> GOAL OF THE EXERCISE:
Omit every picture, then return the listing verbatim.

> DATA RECORDS:
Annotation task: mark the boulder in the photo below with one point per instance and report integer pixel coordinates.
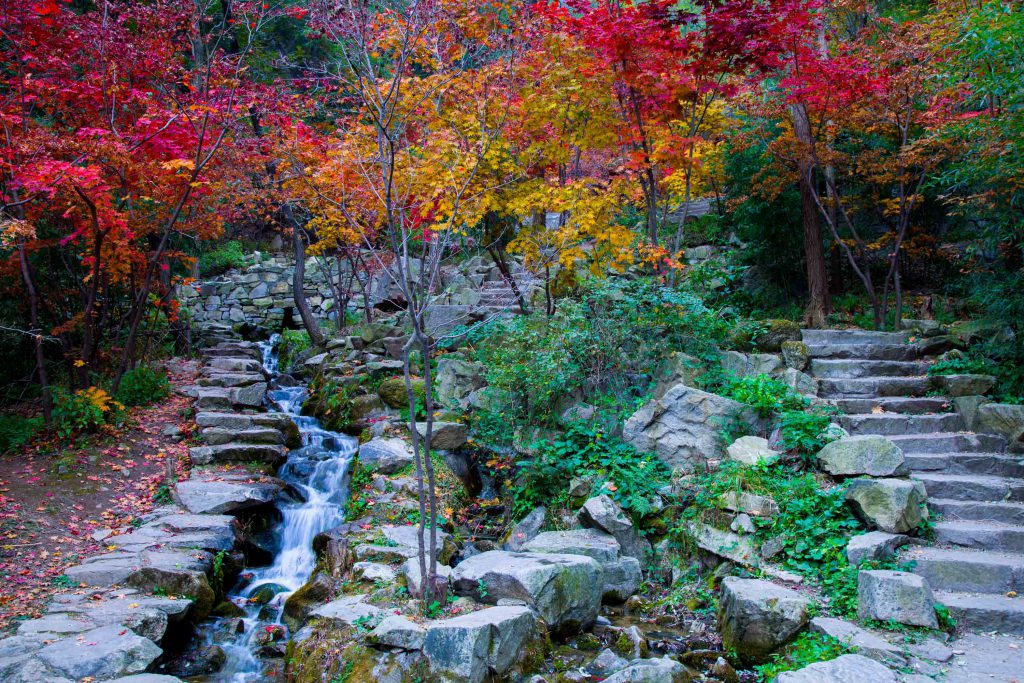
(525, 530)
(457, 379)
(386, 456)
(105, 652)
(664, 670)
(796, 354)
(964, 385)
(565, 590)
(855, 456)
(757, 616)
(895, 506)
(444, 435)
(898, 596)
(873, 546)
(683, 427)
(398, 632)
(775, 332)
(604, 514)
(483, 644)
(752, 451)
(846, 669)
(224, 497)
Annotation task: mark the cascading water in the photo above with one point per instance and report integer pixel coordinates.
(316, 473)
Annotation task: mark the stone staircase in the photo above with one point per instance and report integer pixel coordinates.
(975, 562)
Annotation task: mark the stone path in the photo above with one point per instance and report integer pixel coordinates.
(975, 487)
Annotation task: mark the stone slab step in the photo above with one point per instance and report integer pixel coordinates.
(967, 570)
(894, 424)
(870, 387)
(991, 464)
(981, 535)
(949, 442)
(1009, 513)
(985, 612)
(853, 337)
(869, 351)
(972, 487)
(854, 368)
(900, 404)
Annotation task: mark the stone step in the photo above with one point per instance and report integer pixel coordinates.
(981, 535)
(854, 368)
(898, 351)
(871, 387)
(853, 337)
(967, 570)
(1009, 513)
(898, 404)
(992, 464)
(972, 487)
(949, 442)
(985, 612)
(894, 424)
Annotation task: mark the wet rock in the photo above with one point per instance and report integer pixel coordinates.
(898, 596)
(847, 669)
(895, 506)
(604, 514)
(105, 652)
(756, 616)
(854, 456)
(224, 497)
(565, 590)
(486, 642)
(386, 456)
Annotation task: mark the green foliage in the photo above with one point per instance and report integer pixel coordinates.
(806, 649)
(630, 477)
(607, 340)
(225, 256)
(293, 342)
(764, 393)
(143, 385)
(16, 430)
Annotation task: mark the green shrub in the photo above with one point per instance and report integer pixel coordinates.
(765, 394)
(223, 257)
(632, 478)
(16, 430)
(86, 410)
(142, 386)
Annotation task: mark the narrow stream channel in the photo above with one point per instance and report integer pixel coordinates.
(315, 474)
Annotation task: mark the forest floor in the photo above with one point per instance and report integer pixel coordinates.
(60, 499)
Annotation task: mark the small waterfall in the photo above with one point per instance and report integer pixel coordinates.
(316, 471)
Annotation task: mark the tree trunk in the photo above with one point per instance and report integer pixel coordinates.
(818, 303)
(298, 284)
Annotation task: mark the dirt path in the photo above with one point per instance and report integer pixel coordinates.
(60, 500)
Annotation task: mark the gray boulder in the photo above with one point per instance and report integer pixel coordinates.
(386, 456)
(475, 646)
(652, 671)
(757, 616)
(873, 546)
(224, 497)
(683, 427)
(603, 514)
(109, 651)
(895, 506)
(898, 596)
(854, 456)
(847, 669)
(565, 590)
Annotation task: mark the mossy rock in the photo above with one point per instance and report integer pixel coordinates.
(777, 331)
(392, 391)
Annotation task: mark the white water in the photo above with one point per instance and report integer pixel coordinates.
(316, 471)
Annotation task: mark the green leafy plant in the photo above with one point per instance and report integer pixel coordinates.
(143, 385)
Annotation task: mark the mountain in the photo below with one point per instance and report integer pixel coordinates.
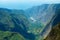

> ANSWER:
Annotation task: mark the boulder in the photo below with one point per instance and report integer pixel coordinates.
(525, 530)
(457, 379)
(386, 456)
(105, 652)
(664, 670)
(796, 354)
(964, 385)
(565, 590)
(855, 456)
(757, 616)
(895, 506)
(444, 435)
(898, 596)
(873, 546)
(683, 427)
(398, 632)
(775, 332)
(604, 514)
(483, 644)
(752, 451)
(846, 669)
(224, 497)
Annotation task: mark the cascading water in the photo above with one point per instance and report integer pixel coordinates.
(316, 473)
Annotation task: mark the stone staircase in the photo above with one point per instance and report integer pixel coordinates.
(975, 562)
Annotation task: mark the stone path in the photo above with one point per instance and report integer pixel coordinates.
(975, 487)
Annotation task: mark the stone slab step in the photo above with one point per instance and report integer pixel coordinates.
(967, 570)
(894, 424)
(870, 387)
(991, 464)
(981, 535)
(949, 442)
(1009, 513)
(985, 612)
(853, 337)
(869, 351)
(972, 487)
(854, 368)
(900, 404)
Annotation task: mark the stone step in the photo above with one point per instance and report integer pixel coordinates.
(981, 535)
(854, 368)
(898, 351)
(871, 387)
(853, 337)
(967, 570)
(1009, 513)
(898, 404)
(992, 464)
(972, 487)
(949, 442)
(985, 612)
(894, 424)
Annotation task: mark the wet rock in the photo above with one point per instance and report integer pixel coordinates.
(898, 596)
(847, 669)
(895, 506)
(604, 514)
(105, 652)
(756, 616)
(854, 456)
(224, 497)
(565, 590)
(486, 642)
(386, 456)
Annotation task: mark the green foliage in the photo above with one point per instance and report integer pixel coordinates.
(806, 649)
(630, 477)
(607, 340)
(225, 256)
(293, 342)
(764, 393)
(143, 385)
(16, 430)
Annotation task: mark the green shrub in the photo above with one point per instance and report integer pixel coordinates.
(765, 394)
(223, 257)
(632, 478)
(16, 430)
(86, 410)
(142, 386)
Annotation task: mark the narrow stream channel in the photo above with one point per instance and report integer pixel coordinates.
(315, 474)
Annotation task: mark the forest floor in the photo above with one point per instance and report integer pixel coordinates.
(60, 499)
Annotation task: mark the small waterfall in the photo above with one point per instance and report integer pixel coordinates.
(316, 471)
Annotation task: mark the tree trunk in the photo above with one point per instance and report integer pixel coordinates.
(818, 303)
(298, 284)
Annotation task: mark the dirt path in the photo above with one point per instance and report integer pixel coordinates.
(60, 500)
Annotation task: mark the gray boulder in the photo above with one point per instance and report integer pixel coordinates.
(386, 456)
(475, 646)
(652, 671)
(757, 616)
(873, 546)
(224, 497)
(683, 427)
(603, 514)
(109, 651)
(895, 506)
(898, 596)
(854, 456)
(847, 669)
(565, 590)
Annotation task: mark the mossy rock in the photo above with one point per instance and report integer pixel coordinates.
(777, 331)
(392, 391)
Annotation task: mark the white water in the photo above with one point per instance and report integer pixel coordinates.
(316, 471)
Annotation task: mark the green leafy plant in the photo above with one point per instance and report integer pixel coordinates.
(143, 385)
Annotation task: mark the mountain in the photo below with one point per instance and report integer pixel coordinates.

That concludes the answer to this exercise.